__Page excerpt__:
For those of you who were kind enough to catch my column in last month’s issue of The Hospitalist (see “What Is Your Value,” p. 56), you spent a few minutes reading my thoughts on the value of hospitalists. I mentioned the fact that the U.S. is moving rapidly toward a value-based system of purchasing healthcare, and that all healthcare providers, including hospitalists, increasingly will be judged on the value of care they deliver to their patients and the healthcare system. (Remember, value=quality/cost.)
Hospitalists, like all other healthcare providers, can increase their “value” by improving the quality of care they provide and decreasing the cost of healthcare delivery. Seems simple enough, right? Take better care of patients and do so while minimizing unnecessary costs. (If you have figured out how to do this, I want to learn from you!)
As a doctor and as the leader of the hospitalist group at Beth Israel Deaconess Medical Center in Boston, I have given this topic considerable thought. How do I become a “high value” provider? How do I help my hospitalist colleagues become “high value” hospitalists? Another persistent thought that has crossed my mind is: “How do I know that I am not already a high-value hospitalist?”
Maybe all of my hospitalist colleagues at Beth Israel Deaconess Medical Center are high-value providers. Seems fair enough, right? Maybe each of us is providing “high quality” care and doing so while minimizing unnecessary costs.
I mean, who really wants to think of themselves as low-quality doctors spending a considerable amount of unnecessary resources?
Like many of you, it became evident to me that the first step to improving quality and/or decreasing cost is to define “quality” and “cost.”
The First Step
Although it might seem difficult for the individual hospitalist to know the cost of a patient’s hospitalization, such information is available, and your hospital administrator might be willing to share such information with you and your group. But when it comes to quality of care, I think most patients would expect that doctors should understand the definition of “high-quality care.”
So, what is the definition of “high-quality care?” Try asking this question of patients and doctors, and you are likely to get very different answers. Not surprised? Try asking this question just to doctors, and you are likely to get some different answers. (For fun, you could try this exercise with your hospitalist colleagues; I have.)
Honestly, none of us should be alarmed if a group of doctors cannot easily define “high-quality care.” Not being able to do so does not mean these are “bad” doctors. While it may not be easy to define high-quality care, I suspect most of us recognize it when we see it.
The process of defining the quality of care involves capturing the essence of what we see. For example, can we agree that prescribing aspirin for patients with acute coronary syndrome is optimal care? If so, it stands to reason that a patient with acute coronary syndrome who did not receive aspirin received suboptimal care.
This is how a group of hospitalists can go about creating a quality standard. If you are a hospitalist or HM group leader who is interested in improving the quality of care you and your colleagues are providing to your patients, defining a quality standard is the critical first step to process improvement. Do not limit yourself to clinical processes. Although clinical processes are important, so are communication and documentation processes.

[Saved entries]

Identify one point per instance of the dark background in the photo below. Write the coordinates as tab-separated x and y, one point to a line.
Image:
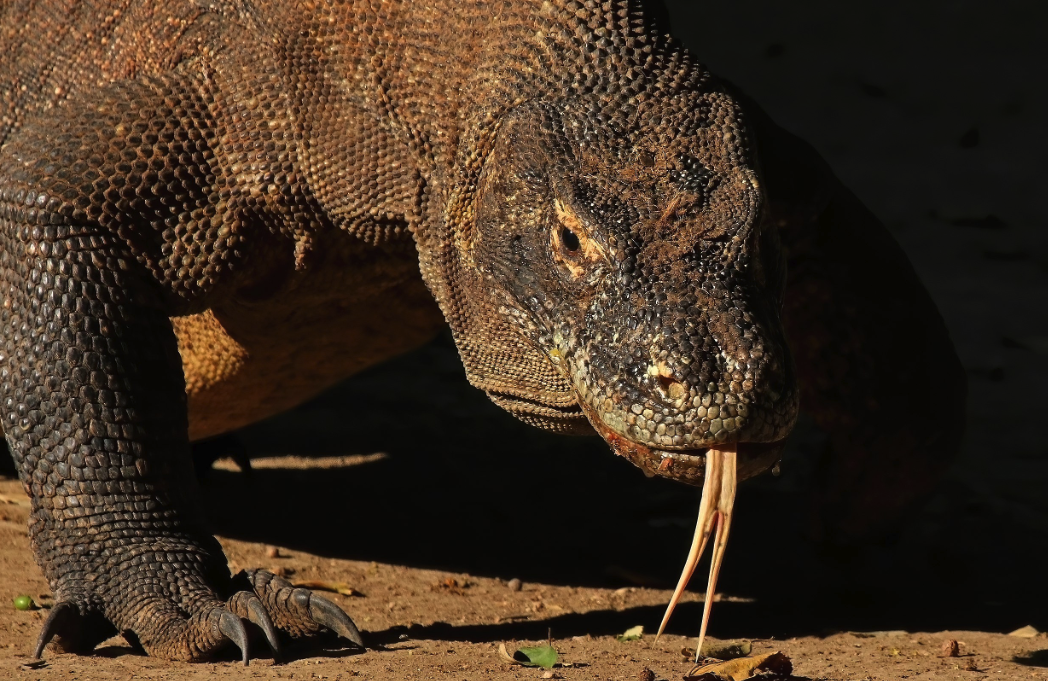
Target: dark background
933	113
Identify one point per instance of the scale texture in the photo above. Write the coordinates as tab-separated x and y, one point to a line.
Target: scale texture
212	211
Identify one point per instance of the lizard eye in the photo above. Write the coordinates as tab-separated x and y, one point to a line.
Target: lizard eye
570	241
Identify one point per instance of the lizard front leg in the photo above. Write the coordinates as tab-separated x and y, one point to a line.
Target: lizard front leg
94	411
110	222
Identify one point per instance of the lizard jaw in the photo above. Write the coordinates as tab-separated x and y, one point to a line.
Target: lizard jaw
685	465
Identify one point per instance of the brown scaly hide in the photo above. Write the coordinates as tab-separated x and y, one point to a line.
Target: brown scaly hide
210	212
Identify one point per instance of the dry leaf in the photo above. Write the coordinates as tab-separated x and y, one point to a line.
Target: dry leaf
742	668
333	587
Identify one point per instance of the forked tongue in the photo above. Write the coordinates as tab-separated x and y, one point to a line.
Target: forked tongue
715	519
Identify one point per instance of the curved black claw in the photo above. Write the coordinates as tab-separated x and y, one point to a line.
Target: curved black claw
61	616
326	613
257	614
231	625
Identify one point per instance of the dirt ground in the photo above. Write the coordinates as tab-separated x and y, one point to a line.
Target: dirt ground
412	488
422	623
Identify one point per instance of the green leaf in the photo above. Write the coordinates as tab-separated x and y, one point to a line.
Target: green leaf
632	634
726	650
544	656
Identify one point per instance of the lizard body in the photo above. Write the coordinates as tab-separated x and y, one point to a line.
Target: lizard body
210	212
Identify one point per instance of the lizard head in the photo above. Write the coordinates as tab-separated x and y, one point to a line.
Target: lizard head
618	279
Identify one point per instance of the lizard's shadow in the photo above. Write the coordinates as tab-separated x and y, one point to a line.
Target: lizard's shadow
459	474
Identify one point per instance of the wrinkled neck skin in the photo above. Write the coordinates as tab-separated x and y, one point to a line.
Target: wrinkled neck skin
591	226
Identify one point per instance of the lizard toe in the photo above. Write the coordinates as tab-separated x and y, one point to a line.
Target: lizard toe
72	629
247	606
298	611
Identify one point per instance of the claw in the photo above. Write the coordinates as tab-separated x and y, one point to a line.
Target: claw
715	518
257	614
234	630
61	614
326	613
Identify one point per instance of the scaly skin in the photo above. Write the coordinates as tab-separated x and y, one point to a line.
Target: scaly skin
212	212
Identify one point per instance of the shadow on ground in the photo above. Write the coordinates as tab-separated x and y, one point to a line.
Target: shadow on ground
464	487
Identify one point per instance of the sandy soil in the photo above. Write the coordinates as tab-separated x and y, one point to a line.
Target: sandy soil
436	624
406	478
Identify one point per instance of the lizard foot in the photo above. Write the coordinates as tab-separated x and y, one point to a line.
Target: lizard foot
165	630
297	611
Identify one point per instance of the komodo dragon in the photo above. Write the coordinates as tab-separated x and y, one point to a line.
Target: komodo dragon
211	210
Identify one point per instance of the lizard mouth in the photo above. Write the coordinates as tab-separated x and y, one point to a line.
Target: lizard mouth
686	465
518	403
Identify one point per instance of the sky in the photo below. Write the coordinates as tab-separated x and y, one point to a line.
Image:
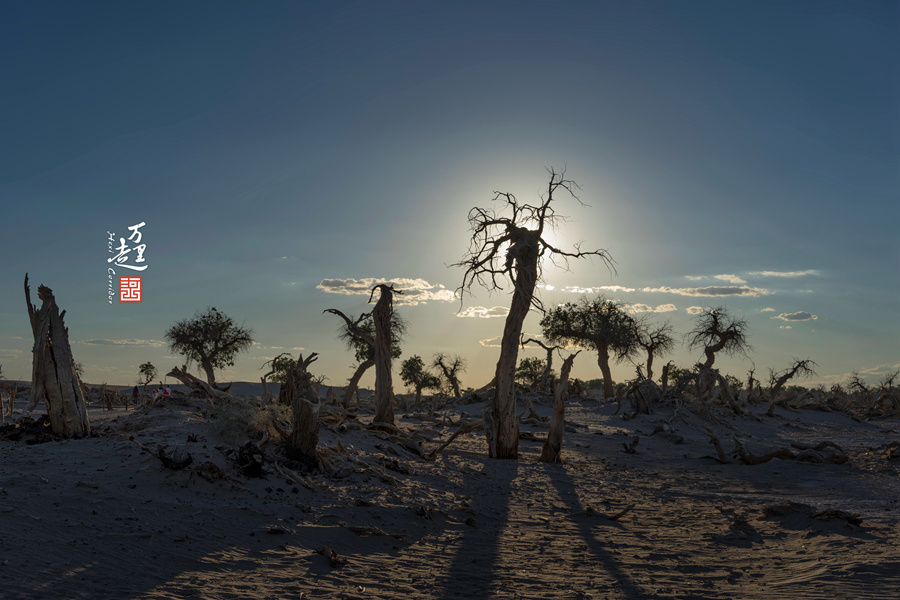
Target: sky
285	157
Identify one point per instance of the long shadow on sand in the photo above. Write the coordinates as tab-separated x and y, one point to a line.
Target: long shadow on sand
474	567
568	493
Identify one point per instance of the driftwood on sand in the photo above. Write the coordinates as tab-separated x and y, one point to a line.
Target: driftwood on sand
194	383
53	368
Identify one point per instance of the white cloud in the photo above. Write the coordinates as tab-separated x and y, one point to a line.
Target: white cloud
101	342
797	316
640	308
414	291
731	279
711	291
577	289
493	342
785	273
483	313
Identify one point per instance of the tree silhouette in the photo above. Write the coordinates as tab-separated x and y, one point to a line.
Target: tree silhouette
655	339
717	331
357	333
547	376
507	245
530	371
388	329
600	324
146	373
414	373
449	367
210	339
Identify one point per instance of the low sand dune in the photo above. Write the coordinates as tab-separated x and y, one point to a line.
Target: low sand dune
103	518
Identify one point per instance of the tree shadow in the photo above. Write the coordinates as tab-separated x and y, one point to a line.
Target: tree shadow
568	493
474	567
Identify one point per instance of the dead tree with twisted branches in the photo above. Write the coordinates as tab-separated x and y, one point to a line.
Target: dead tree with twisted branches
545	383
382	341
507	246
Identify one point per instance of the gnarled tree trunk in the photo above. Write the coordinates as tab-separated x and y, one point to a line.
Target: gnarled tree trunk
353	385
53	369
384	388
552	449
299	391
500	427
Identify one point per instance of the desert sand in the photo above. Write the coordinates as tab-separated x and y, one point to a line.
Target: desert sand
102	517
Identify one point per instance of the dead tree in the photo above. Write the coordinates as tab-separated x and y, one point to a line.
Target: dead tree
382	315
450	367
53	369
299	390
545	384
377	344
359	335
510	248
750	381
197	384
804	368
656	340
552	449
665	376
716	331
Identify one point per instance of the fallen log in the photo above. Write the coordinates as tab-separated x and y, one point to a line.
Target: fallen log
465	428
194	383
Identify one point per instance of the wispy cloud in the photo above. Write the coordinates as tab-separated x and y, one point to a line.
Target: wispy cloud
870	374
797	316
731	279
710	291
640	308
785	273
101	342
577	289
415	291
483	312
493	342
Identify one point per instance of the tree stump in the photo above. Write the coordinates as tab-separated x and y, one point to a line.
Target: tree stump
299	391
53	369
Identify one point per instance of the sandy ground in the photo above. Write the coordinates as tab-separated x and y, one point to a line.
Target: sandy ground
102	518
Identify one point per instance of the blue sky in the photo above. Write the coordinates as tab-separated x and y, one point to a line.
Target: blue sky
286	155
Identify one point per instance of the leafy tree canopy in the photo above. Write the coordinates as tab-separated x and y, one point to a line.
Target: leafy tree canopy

__Action item 1__:
From the hospitalist column, list the kinds of processes that its final paragraph says a quality standard should cover.
__Action item 2__:
Extract the stretch of the hospitalist column from "As a doctor" through "doing so while minimizing unnecessary costs.", copying it word for word.

__Response 1__:
Clinical processes, communication processes, and documentation processes.

__Response 2__:
As a doctor and as the leader of the hospitalist group at Beth Israel Deaconess Medical Center in Boston, I have given this topic considerable thought. How do I become a “high value” provider? How do I help my hospitalist colleagues become “high value” hospitalists? Another persistent thought that has crossed my mind is: “How do I know that I am not already a high-value hospitalist?”
Maybe all of my hospitalist colleagues at Beth Israel Deaconess Medical Center are high-value providers. Seems fair enough, right? Maybe each of us is providing “high quality” care and doing so while minimizing unnecessary costs.